TEXT PASSAGE:

[mvapich-discuss] slow PMI_Init using mvapich2 with slurm

Dominikus Heinzeller climbfuji at ymail.com
Thu Mar 24 14:11:27 EDT 2016


Hi Sourav!

Thanks you so much - with these settings, the runs with 96 tasks do complete (with a startup time of 35s about, but given that most applications run for at least an hour or so, that will be alright for most users who don’t want to change to mpich).

Thanks again,

Dom/

> On 24/03/2016, at 6:40 PM, Sourav Chakraborty <chakraborty.52 at buckeyemail.osu.edu> wrote:
> 
> Hi Dominikus,
> 
> Looks like the system is running of shared memory space with 90+ processes per node. Can you please try exporting the following parameters:
> 
> MV2_SMP_EAGERSIZE=4096 MV2_SMPI_LENGTH_QUEUE=16384 MV2_SMP_NUM_SEND_BUFFER=8
> 
> Thanks,
> Sourav
> 
> 
> On Thu, Mar 24, 2016 at 8:48 AM, Dominikus Heinzeller <climbfuji at ymail.com <mailto:climbfuji at ymail.com>> wrote:
> Ok, I have re-compiled SLURM 15.08.8 with the PMI extensions and then mvapich2-2.2b with --with-pm=slurm --with-pmi=pmi2. The problem remains the same, exactly, srun —mpi-pmi2 -N1 -n90 works with a startup time of about 30s, with 91+ tasks it aborts with the error message:
> 
> srun: Job step aborted: Waiting up to 32 seconds for job step to finish.

MATERIAL SHOWN:

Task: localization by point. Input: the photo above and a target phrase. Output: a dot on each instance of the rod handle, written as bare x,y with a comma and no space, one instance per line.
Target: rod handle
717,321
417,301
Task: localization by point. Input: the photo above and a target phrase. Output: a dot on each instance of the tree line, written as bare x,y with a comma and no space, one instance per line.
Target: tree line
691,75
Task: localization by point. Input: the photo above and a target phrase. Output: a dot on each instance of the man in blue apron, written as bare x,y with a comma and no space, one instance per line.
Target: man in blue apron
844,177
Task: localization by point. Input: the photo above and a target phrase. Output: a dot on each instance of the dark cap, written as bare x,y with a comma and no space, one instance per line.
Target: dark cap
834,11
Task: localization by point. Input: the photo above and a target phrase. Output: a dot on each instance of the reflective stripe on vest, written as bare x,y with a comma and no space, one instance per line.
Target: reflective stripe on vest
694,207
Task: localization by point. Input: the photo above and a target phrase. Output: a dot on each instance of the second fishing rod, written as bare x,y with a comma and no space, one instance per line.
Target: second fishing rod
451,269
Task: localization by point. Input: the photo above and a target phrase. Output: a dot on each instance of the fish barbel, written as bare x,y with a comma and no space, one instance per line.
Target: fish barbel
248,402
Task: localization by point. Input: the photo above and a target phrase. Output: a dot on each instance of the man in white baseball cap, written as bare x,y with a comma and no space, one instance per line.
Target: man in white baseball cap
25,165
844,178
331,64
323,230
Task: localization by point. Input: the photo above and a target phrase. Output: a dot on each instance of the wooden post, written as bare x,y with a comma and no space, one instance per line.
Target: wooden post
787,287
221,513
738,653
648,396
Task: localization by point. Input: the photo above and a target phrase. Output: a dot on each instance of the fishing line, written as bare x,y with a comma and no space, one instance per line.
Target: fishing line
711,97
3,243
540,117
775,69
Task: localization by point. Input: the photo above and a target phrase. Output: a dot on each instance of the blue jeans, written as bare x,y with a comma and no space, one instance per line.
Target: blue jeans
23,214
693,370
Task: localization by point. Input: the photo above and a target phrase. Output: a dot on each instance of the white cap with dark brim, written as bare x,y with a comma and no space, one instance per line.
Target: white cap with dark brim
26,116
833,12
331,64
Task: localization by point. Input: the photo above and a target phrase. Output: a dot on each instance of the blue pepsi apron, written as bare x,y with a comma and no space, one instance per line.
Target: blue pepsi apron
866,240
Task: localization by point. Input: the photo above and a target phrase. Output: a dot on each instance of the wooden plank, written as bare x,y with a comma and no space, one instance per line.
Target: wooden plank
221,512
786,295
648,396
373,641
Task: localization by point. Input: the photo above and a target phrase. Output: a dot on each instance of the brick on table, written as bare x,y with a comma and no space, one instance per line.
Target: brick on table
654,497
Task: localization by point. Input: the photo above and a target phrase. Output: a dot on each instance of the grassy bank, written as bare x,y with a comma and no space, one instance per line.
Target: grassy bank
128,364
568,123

REQUIREMENTS:
a - Answer these questions about the mvapich2 Slurm thread:
(i) About how long did startup take for the 96-task runs once the suggested settings were used?
(ii) Which SLURM version was recompiled with the PMI extensions?
(iii) What value was suggested for MV2_SMP_EAGERSIZE?
b - Return the part of the mvapich2 Slurm thread from "Dominikus Heinzeller climbfuji" to "change to mpich).", word for word.
c - Resume the mvapich2 Slurm thread from the point where it stops.

ANSWERS GIVEN:
a -
(i) About 35 seconds.
(ii) SLURM 15.08.8.
(iii) 4096.

b -
Dominikus Heinzeller climbfuji at ymail.com
Thu Mar 24 14:11:27 EDT 2016


Hi Sourav!

Thanks you so much - with these settings, the runs with 96 tasks do complete (with a startup time of 35s about, but given that most applications run for at least an hour or so, that will be alright for most users who don’t want to change to mpich).

c -
> slurmstepd: error: *** STEP 2433.9 ON keal1 CANCELLED AT 2016-03-24T13:46:01 ***
> 
> Using the same SLURM version with the same compiler and mpich-3.1.4, I get startup times of under 1s (using pmi1).
> 
> For the time being, I don’t mind if the startup is slow, I just want to be able to increase the timeout limit so that jobs can scale across the entire node. PMI1 or 2 are both fine.
> 
> Cheers, and thanks very much,
> 
> Dom
> 
>> On 24/03/2016, at 8:36 AM, Dominikus Heinzeller <climbfuji at ymail.com <mailto:climbfuji at ymail.com>> wrote:
>> 
>> Hi Sourav,
>> 
>> thanks for your feedback! I have tried option one with --with-pm=slurm --with-pmi=pmi2 and had exactly the same problems. Timeout with 91+ tasks on a single node, very slow startup with 90 tasks or less. I am now trying to recompile with --with-pm=slurm --with-pmi=pmi1 but I doubt there will be a difference.
>> 
>> Option 2 takes a little more work. One of my colleagues also mentioned that the error message talks about SHMEM - maybe something is going on there.
>> 
>> Interestingly, none of those problems occur with mpich-3.1.4.
>> 
>>> On 23/03/2016, at 11:03 PM, Sourav Chakraborty <chakraborty.52 at buckeyemail.osu.edu <mailto:chakraborty.52 at buckeyemail.osu.edu>> wrote:
>>> 
>>> Hi Dominikus,
>>> 
>>> Thanks for your note.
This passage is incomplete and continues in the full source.